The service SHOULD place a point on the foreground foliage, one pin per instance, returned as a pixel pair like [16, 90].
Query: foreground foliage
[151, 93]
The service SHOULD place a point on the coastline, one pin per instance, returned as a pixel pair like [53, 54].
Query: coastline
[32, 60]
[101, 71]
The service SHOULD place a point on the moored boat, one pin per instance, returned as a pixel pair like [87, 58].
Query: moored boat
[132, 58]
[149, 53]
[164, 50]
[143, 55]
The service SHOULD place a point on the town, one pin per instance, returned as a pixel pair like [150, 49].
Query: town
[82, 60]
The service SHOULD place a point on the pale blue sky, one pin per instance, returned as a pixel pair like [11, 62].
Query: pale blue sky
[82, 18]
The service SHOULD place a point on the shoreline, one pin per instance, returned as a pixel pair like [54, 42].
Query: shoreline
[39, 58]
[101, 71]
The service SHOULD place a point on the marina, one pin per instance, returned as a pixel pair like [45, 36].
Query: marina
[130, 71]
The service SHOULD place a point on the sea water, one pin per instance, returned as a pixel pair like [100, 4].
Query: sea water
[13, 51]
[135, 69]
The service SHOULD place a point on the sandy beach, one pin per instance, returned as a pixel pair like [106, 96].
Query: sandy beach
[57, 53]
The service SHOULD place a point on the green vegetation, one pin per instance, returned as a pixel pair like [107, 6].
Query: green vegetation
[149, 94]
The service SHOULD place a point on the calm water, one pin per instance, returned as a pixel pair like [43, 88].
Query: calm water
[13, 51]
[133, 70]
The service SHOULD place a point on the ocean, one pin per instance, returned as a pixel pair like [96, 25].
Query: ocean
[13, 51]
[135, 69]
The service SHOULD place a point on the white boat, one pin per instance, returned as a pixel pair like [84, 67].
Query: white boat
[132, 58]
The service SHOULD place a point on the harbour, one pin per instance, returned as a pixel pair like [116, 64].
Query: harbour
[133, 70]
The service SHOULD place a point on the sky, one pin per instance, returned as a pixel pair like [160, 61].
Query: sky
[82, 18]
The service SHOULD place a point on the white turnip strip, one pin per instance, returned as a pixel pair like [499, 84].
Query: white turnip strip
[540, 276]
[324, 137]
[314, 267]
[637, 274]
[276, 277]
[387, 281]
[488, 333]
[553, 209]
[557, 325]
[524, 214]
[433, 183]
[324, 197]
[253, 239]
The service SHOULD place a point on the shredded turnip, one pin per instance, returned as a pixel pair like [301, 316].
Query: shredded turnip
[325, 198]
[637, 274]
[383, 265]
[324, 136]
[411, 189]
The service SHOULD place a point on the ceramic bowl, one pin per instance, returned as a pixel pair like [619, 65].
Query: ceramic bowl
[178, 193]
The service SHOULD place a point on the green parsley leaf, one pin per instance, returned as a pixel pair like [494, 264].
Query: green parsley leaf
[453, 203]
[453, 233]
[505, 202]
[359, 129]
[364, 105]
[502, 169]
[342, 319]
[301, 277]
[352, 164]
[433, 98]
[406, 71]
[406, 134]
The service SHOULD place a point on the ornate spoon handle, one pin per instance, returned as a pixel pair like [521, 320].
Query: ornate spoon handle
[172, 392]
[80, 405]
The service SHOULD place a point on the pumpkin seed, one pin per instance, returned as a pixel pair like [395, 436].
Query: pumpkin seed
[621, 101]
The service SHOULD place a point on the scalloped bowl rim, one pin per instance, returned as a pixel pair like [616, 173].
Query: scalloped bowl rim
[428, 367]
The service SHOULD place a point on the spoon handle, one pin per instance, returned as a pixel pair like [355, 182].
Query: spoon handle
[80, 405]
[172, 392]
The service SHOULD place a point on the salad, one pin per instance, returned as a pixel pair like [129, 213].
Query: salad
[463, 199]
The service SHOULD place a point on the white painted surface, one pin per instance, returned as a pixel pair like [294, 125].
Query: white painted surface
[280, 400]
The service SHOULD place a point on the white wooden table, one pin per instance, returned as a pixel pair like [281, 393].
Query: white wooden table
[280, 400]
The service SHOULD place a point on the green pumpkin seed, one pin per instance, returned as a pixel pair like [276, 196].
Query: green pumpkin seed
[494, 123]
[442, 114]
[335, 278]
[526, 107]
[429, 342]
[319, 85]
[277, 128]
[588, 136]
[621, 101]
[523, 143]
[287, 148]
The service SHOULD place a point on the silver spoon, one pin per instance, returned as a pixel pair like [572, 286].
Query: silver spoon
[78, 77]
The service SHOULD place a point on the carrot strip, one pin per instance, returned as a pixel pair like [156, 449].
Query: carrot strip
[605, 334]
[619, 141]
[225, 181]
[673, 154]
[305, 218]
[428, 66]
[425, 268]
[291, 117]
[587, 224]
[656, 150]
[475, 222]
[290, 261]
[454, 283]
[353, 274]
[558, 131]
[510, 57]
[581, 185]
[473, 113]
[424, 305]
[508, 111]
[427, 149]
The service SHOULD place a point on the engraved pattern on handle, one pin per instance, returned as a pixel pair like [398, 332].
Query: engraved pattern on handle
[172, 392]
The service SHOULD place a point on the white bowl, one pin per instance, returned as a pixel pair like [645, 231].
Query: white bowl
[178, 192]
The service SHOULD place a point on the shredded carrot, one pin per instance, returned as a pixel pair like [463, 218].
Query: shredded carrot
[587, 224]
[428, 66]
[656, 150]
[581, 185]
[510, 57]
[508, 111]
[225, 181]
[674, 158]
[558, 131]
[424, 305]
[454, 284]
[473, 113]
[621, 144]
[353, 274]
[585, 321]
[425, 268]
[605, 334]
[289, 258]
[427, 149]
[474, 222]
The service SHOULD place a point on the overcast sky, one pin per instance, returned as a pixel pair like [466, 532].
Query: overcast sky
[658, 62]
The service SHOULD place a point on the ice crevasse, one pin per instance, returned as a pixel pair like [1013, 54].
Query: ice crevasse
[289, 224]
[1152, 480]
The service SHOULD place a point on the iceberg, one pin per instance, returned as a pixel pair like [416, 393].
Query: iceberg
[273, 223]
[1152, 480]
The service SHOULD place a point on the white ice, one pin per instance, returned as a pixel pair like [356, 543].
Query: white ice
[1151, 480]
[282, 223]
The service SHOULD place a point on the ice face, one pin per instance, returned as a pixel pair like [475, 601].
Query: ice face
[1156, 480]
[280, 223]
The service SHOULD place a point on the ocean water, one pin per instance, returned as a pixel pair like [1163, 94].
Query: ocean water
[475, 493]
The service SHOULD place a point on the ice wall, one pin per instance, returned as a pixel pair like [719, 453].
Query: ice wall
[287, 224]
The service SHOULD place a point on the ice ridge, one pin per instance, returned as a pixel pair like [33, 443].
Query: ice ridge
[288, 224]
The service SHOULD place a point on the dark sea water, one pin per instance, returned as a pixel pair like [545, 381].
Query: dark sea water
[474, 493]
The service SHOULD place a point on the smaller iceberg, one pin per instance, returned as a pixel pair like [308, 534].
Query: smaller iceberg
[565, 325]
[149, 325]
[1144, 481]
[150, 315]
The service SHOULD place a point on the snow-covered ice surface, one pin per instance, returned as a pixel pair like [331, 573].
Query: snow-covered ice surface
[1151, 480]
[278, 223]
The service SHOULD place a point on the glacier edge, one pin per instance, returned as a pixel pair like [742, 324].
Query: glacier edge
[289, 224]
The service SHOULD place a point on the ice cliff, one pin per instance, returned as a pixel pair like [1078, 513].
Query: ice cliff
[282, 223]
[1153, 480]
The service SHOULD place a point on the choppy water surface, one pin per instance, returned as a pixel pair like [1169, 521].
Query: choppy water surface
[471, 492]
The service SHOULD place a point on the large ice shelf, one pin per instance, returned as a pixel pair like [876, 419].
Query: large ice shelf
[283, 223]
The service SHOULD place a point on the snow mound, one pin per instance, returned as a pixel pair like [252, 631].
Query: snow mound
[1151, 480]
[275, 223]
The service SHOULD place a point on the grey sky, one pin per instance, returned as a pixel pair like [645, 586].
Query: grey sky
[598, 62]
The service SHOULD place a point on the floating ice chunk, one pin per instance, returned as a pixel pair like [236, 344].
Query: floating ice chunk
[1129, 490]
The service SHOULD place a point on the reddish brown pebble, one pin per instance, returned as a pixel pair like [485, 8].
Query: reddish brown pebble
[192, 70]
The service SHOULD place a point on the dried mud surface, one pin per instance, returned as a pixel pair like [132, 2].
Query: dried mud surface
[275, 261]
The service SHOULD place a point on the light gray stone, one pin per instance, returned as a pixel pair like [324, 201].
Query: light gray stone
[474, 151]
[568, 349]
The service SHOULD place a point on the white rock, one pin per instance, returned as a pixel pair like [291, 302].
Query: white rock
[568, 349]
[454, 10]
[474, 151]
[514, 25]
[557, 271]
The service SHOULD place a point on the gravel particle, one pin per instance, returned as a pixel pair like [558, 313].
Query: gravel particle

########

▶ _PROBLEM DETAILS_
From the material above, copy every line that has the word "gravel" in it.

▶ _WRITTEN RESPONSE_
The service SHOULD place a point on the gravel particle, one pin per instance, returned as a pixel pair like [558, 313].
Query: gravel particle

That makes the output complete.